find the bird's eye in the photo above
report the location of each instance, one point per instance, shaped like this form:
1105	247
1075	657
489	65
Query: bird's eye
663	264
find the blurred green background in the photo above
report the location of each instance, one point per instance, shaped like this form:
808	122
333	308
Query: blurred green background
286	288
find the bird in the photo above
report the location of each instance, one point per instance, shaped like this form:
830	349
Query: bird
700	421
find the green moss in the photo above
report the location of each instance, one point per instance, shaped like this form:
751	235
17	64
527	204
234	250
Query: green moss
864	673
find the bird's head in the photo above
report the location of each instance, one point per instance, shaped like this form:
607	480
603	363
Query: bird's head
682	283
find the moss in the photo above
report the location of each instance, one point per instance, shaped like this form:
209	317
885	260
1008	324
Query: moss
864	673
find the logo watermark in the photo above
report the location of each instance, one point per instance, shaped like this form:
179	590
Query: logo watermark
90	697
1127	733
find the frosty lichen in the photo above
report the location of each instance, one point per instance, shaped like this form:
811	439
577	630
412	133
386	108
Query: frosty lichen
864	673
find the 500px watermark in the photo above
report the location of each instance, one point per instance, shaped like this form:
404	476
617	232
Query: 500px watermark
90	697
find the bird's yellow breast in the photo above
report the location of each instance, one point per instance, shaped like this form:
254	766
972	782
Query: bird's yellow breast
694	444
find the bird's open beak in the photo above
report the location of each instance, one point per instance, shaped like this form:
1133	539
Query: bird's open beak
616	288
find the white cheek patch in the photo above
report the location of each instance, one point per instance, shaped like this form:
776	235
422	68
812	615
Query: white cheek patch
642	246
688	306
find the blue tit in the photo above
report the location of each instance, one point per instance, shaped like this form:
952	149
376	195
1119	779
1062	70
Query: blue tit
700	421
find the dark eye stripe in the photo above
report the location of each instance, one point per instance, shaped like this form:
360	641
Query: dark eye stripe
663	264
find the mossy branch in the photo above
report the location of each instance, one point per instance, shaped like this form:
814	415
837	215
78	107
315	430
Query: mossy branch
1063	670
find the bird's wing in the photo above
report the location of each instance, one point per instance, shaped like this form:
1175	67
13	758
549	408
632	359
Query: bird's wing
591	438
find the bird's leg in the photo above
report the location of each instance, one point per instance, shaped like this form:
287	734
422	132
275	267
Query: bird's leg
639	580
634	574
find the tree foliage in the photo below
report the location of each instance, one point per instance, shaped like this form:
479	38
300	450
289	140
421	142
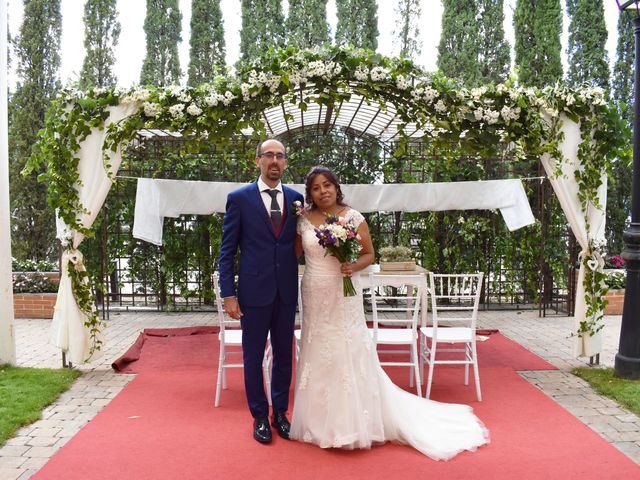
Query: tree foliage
619	186
101	33
357	23
494	52
37	49
307	25
458	50
162	26
588	60
262	28
407	30
207	45
538	26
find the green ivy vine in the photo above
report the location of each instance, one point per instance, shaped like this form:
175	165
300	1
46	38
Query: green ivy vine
475	122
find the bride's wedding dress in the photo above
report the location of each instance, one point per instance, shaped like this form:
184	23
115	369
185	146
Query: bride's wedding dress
343	397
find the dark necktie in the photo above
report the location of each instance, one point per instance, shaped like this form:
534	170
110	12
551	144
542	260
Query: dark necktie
276	214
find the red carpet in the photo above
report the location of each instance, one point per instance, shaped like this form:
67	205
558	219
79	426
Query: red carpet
163	426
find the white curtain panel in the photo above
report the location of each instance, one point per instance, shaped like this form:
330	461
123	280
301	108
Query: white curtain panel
67	330
158	198
566	189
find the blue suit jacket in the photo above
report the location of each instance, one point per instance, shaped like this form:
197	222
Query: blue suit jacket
268	265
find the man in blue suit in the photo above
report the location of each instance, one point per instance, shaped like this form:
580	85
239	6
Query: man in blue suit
260	220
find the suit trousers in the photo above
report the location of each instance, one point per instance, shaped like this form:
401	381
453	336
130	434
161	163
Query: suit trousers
257	322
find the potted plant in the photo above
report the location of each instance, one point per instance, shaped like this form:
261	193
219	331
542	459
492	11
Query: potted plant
397	258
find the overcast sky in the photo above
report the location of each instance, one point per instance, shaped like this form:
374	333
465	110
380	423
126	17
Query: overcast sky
131	48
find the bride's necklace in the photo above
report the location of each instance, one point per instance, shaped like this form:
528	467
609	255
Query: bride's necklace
337	212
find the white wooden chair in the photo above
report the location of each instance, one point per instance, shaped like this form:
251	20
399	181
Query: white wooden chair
395	319
230	338
454	302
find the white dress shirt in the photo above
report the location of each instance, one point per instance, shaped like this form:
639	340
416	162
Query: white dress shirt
266	198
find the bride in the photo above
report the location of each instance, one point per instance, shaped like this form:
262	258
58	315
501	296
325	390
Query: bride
343	397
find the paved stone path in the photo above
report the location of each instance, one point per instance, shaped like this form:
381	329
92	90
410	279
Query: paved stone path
32	447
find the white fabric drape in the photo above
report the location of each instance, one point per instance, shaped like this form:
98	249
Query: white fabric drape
156	199
67	330
566	189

TASK TO CARRY OUT => Transcribe the material exactly, and leave out whatever pictures it holds.

THE REPLY =>
find the bird's eye in the photo above
report the location of each instance, one point per instance, shaped like this form:
1105	247
1075	657
489	65
Query: bird's eye
663	264
find the blurred green background in the photo above
report the location of each instance, one point per instance, shaped like this form:
808	122
333	308
Query: blurred green background
286	288
find the bird in the photo above
report the location of each instance, one point per instance, shaped like this form:
830	349
Query: bird
700	421
find the green moss in the photo above
report the location of each instance, one point per instance, shaped like this form:
751	235
17	64
527	204
234	250
Query: green moss
864	673
find the bird's head in the photo above
report the location of each instance, one point per instance, shaped like this form:
607	480
603	363
Query: bird's head
682	283
find the moss in the photo above
report the location of each instance, one point per instance, shaped like this form:
209	317
885	260
1008	324
Query: moss
864	673
find the logo watermark in the photo above
report the location of each instance, one point per instance, shaped like this form:
179	590
Query: logo watermark
90	697
1127	733
find the frosty lichen in the photo above
report the location of each instance, one point per instance, shaped like this form:
811	439
577	630
412	133
386	108
Query: frosty lichen
864	673
find the 500px watermark in the photo above
report the location of each instance, one point per instance, shaped like this form:
404	476
617	232
Query: 500px watermark
90	697
find the bird's yellow breast in the photo above
report the location of each instance, one point per instance, shaped like this form:
254	766
972	782
Query: bird's yellow breast
694	444
find the bird's open beak in the photo above
report the location of each instance, one point per instance, shaped like this form:
1133	539
Query: bird's open beak
616	288
find the white cheek patch in the photo above
report the location of each instance, one point per instance, shaped like this form:
776	235
422	68
812	615
Query: white cheek patch
642	246
688	306
find the blue tit in the photo above
report the location of each instance, one point per instance, shaped like this form:
952	149
376	195
1119	779
1062	70
Query: blue tit
700	421
find the dark eye stripe in the photo above
report the location of each instance, one point per instance, shaped like this form:
360	641
Query: dark eye stripe
663	264
find the mossy branch in the photo above
report the location of each instance, one point per instance, shaped like this form:
814	415
837	215
78	107
315	430
Query: mossy branch
1063	670
find the bird's wing in the photo above
report the location of each instance, one point per instance, shaped like this form:
1175	67
13	758
549	408
632	359
Query: bird's wing
591	438
find the bird's leg in the photo above
report the location of each instance, one point per instance, shaped like this form:
287	734
422	132
275	267
Query: bird's leg
639	580
634	574
find the tree foliage in the photo below
report the location of each instance, one point per instance, shaped like this form:
479	38
300	450
289	140
421	142
Query: tree foliage
619	186
101	33
357	23
494	52
37	49
307	25
458	50
162	26
588	60
262	28
407	30
207	45
538	26
find the green ivy vine in the photo above
report the location of each instance, one point per instance, shaped like this form:
175	165
300	1
46	38
Query: green ivy vine
475	122
find the bride's wedding dress in the photo above
report the location of each instance, one point per instance, shaped like this form:
184	23
115	369
185	146
Query: bride's wedding dress
343	397
find the dark necktie in the photo above
report the location of each instance, one point per instance, shaped like this form:
534	170
110	12
551	144
542	260
Query: dark necktie
276	214
find the red carpet in the photo above
report the location of each instance, one point per instance, shaped like this form:
67	205
558	219
79	426
Query: red carpet
163	426
find the white curtain panel in the photo above
report the location of each instance, one point per instance, shaped like this form:
330	461
123	280
301	108
Query: white curtain panel
67	330
158	198
566	189
find the blue suit jacket in the photo above
report the location of each instance, one point per instance, shaped like this form:
197	222
Query: blue suit jacket
268	265
find the man in blue suit in the photo above
report the location of each instance, one point per instance, shaped like this form:
580	85
239	6
Query: man in blue suit
260	220
find the suit trousers in the photo above
report the location of each instance, one point per instance, shaped like this form:
401	381
453	336
130	434
161	163
Query: suit trousers
257	322
find the potted plant in the photo above
report the location of each instance, one point per instance, shaped like this form:
261	193
219	331
542	459
492	11
Query: potted plant
397	258
find the overcast sky in the photo above
report the location of each instance, one point per instance, shaped like this form:
374	333
465	110
380	423
126	17
Query: overcast sky
131	48
find the bride's necklace in the photo above
report the location of each instance, one point per instance, shaped like this form:
528	467
609	255
Query: bride's necklace
337	212
find the white wooden chair in the photo above
report the location of each instance, one point per instance, shaped like this form:
251	20
399	181
Query: white wooden chair
395	319
230	338
454	302
find the white dress shirt in the photo above
report the location of each instance, one point per instance, shaped like this form:
639	340
416	162
Query: white dress shirt
266	198
find the bride in the photo above
report the location of each instance, one point per instance, shaped like this form:
262	258
58	315
501	296
325	390
Query: bride
343	397
find the paved stone path in the photo above
report the location of each instance, one point per instance, shaped like this form:
381	329
92	90
410	279
Query: paved stone path
32	447
find the white fabric drape in the photo above
report the location of each instance, one point per instance, shaped like this form:
98	249
Query: white fabric drape
156	199
67	330
566	189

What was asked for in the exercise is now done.